> Work to complete
From the material below, copy every line in which the word "wire" occurs.

Given information Start Marker

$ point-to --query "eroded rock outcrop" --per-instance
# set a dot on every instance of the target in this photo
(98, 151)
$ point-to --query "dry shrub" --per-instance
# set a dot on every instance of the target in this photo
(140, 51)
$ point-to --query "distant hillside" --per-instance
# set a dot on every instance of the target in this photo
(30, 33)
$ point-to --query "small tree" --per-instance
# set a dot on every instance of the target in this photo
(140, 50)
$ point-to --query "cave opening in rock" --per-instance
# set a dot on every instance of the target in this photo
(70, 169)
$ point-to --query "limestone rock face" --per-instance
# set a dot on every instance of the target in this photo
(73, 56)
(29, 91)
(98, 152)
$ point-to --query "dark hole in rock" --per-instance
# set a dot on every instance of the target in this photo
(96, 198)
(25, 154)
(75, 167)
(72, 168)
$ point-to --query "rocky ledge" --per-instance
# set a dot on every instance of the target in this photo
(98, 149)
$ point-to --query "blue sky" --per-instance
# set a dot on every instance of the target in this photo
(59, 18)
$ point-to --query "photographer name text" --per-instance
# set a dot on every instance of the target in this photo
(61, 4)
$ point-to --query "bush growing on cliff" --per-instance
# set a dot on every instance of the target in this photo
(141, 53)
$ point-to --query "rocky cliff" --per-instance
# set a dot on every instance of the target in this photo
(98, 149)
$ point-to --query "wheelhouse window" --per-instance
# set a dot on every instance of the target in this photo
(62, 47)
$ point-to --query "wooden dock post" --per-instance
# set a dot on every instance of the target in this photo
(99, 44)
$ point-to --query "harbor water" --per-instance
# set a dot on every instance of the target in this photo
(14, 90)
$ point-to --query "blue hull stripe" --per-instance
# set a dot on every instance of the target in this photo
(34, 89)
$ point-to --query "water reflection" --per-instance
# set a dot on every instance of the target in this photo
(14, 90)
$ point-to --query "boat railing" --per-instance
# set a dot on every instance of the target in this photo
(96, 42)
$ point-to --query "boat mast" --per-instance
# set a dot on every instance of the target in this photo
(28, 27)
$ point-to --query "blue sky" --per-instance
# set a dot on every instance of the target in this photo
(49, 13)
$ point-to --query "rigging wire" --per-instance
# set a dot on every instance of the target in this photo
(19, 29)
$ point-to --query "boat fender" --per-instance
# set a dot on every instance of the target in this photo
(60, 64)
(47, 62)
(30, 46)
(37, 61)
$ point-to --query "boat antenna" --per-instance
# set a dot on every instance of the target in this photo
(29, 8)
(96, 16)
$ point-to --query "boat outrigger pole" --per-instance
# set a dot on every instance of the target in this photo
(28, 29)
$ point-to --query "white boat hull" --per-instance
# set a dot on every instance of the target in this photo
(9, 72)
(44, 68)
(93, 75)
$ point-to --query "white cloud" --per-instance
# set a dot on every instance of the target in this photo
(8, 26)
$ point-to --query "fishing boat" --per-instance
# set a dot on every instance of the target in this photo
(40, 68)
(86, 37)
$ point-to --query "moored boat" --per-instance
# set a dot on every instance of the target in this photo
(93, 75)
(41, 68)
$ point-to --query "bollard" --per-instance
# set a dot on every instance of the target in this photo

Given information End Marker
Given information Start Marker

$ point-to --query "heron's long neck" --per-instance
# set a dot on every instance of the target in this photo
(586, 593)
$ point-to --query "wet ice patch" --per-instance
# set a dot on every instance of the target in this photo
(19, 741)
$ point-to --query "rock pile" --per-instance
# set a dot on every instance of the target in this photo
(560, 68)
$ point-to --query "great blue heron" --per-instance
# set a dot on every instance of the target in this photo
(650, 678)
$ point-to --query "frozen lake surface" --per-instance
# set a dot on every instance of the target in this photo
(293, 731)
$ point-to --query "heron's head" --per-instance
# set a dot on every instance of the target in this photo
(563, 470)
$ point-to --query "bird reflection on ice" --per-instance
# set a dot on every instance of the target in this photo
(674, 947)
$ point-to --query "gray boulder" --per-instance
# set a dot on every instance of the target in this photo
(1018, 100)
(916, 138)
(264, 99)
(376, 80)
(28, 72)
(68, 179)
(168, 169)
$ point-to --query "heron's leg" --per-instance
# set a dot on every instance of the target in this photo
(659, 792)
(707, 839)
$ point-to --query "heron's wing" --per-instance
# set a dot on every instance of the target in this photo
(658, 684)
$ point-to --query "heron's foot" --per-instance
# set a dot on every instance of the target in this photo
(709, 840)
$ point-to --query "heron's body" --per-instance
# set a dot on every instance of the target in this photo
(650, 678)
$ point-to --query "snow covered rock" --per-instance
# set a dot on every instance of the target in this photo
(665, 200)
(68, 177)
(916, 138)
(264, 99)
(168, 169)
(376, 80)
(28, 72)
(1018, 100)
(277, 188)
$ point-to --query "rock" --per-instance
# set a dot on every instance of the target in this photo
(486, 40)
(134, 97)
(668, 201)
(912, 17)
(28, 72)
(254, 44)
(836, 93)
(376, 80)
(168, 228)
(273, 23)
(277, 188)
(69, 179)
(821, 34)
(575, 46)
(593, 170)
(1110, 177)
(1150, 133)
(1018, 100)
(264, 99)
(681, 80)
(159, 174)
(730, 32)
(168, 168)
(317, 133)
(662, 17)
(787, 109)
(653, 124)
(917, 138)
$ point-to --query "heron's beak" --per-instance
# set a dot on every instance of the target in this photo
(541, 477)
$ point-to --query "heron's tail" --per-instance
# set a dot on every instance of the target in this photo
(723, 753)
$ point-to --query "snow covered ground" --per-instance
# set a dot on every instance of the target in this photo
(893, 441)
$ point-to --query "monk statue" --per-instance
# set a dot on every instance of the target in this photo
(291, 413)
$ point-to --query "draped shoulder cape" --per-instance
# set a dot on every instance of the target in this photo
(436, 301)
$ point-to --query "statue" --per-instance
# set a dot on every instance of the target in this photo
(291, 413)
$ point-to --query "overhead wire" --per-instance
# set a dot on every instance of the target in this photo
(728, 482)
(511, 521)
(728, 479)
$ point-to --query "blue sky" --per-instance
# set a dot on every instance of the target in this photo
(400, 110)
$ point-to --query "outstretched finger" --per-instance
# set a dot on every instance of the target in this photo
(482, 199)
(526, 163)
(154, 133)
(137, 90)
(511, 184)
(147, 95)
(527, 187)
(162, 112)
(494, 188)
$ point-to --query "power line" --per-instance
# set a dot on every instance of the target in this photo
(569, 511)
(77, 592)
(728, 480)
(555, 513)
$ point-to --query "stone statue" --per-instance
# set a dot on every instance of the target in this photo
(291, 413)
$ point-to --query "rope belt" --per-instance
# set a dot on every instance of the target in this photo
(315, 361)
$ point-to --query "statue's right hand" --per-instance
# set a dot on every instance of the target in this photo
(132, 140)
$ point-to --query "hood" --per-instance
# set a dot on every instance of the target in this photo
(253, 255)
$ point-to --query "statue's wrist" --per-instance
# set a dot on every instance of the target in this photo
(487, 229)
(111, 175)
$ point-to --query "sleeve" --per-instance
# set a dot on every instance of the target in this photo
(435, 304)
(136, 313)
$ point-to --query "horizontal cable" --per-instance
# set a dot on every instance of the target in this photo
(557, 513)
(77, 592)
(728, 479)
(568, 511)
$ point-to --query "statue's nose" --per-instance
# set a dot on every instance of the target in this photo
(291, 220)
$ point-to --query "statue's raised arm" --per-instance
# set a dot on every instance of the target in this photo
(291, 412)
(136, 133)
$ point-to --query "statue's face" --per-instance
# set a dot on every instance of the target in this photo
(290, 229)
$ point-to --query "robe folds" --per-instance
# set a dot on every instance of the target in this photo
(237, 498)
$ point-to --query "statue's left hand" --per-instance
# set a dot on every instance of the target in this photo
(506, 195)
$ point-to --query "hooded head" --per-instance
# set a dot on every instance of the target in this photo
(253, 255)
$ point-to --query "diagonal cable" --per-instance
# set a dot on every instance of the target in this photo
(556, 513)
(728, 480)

Given information End Marker
Given information Start Marker

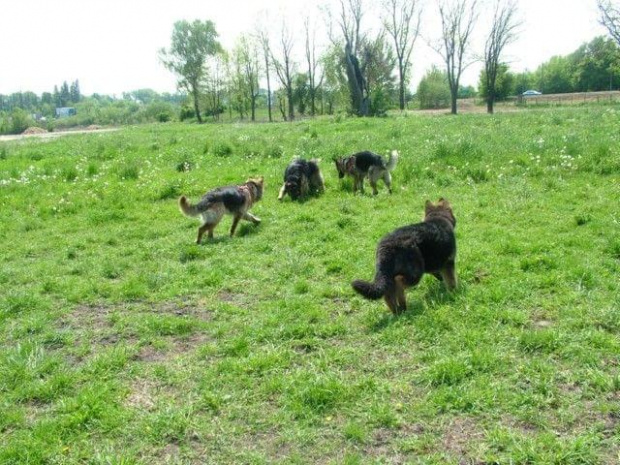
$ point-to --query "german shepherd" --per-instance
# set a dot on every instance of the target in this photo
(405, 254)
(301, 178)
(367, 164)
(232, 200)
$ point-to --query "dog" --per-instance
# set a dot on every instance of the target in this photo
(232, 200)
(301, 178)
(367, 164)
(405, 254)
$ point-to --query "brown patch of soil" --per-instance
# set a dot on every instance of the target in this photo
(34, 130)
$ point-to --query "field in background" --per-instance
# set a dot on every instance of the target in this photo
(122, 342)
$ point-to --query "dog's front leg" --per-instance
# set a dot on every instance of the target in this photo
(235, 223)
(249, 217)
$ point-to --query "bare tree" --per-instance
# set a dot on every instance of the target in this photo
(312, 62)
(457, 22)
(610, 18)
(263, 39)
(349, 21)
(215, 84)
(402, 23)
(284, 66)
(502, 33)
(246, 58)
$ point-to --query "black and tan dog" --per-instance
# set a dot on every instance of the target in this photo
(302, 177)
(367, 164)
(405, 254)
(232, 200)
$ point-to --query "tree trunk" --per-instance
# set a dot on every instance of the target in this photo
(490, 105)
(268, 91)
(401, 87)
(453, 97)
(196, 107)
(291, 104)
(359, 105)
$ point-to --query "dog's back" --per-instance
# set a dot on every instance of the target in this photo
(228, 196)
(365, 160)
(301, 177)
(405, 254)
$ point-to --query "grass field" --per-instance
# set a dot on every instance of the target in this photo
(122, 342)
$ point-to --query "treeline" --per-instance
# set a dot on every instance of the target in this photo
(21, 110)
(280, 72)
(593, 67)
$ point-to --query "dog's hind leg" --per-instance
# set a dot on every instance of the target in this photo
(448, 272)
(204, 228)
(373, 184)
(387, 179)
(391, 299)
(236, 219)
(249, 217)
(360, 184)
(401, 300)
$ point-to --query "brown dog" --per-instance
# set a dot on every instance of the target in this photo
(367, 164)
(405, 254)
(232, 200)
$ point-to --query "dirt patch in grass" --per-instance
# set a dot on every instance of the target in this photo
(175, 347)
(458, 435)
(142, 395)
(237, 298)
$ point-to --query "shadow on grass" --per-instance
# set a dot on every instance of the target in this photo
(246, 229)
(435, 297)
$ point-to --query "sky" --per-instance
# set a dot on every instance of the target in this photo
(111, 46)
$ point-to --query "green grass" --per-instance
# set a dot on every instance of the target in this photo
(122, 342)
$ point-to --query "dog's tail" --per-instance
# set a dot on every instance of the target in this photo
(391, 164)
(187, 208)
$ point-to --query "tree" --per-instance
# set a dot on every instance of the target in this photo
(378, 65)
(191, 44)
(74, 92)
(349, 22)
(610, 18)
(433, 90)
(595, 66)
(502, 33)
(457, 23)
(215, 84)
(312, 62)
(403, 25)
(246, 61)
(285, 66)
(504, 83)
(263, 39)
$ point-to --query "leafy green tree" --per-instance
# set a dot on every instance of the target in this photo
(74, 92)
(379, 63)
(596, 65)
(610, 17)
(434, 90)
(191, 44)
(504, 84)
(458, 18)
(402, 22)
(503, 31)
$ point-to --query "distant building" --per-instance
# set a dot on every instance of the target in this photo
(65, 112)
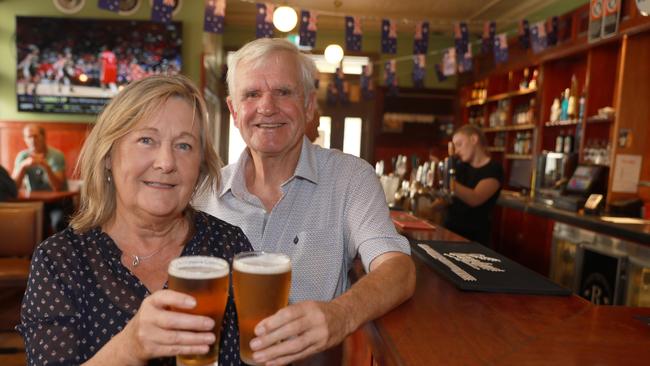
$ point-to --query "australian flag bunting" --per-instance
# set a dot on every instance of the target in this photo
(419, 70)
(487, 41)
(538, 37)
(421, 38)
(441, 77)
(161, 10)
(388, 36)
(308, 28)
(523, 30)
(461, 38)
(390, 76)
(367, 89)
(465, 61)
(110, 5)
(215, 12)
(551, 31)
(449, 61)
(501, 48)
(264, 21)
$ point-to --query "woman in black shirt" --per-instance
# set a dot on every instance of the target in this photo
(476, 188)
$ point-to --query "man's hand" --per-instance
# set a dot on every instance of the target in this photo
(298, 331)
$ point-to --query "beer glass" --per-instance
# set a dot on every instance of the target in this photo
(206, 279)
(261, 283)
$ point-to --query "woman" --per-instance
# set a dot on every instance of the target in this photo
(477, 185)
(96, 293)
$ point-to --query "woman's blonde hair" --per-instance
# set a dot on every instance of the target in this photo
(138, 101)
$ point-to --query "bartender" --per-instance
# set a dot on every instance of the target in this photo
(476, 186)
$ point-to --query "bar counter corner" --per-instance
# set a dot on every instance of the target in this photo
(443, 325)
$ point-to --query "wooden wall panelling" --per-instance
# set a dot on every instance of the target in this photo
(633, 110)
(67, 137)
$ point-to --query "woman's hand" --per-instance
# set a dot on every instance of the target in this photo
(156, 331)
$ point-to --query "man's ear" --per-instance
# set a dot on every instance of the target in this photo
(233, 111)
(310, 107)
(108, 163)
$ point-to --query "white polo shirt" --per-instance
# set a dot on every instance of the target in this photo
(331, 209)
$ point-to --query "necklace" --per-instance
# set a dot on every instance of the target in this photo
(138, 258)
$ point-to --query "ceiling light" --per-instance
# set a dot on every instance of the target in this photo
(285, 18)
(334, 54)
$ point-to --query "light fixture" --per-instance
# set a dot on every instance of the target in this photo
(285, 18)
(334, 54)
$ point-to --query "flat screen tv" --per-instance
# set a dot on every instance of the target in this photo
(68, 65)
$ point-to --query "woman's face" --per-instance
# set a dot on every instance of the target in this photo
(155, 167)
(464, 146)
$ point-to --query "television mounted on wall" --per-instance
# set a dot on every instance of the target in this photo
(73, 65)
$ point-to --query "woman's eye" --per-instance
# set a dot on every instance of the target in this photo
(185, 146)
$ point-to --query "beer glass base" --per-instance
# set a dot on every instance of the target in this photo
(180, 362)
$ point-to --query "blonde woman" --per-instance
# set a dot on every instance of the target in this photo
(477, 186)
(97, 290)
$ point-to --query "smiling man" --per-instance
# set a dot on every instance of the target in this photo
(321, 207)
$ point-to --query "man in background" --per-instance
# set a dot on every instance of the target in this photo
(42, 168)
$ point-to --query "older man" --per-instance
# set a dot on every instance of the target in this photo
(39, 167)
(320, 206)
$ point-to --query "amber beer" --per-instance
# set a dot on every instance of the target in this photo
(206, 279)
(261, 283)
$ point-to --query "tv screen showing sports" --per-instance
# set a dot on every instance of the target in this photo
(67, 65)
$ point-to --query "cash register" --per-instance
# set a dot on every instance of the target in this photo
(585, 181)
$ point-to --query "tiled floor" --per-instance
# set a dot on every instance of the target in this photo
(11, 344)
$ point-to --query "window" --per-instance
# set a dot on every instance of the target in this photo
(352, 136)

Given information End Marker

> Answer to the problem
$ point-to --query "rigging wire" --per-instance
$ point-to --query "overhead wire" --per-instance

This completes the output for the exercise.